Source material Start Marker

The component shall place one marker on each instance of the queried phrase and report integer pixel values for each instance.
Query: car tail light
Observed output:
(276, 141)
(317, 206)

Source material End Marker

Task brief: Having looked over the entries above, reproduce all of them exactly.

Exercise output:
The component shall place one marker on each instance of the queried phrase and report integer pixel values for each instance.
Query: car tail light
Observed output:
(276, 141)
(317, 206)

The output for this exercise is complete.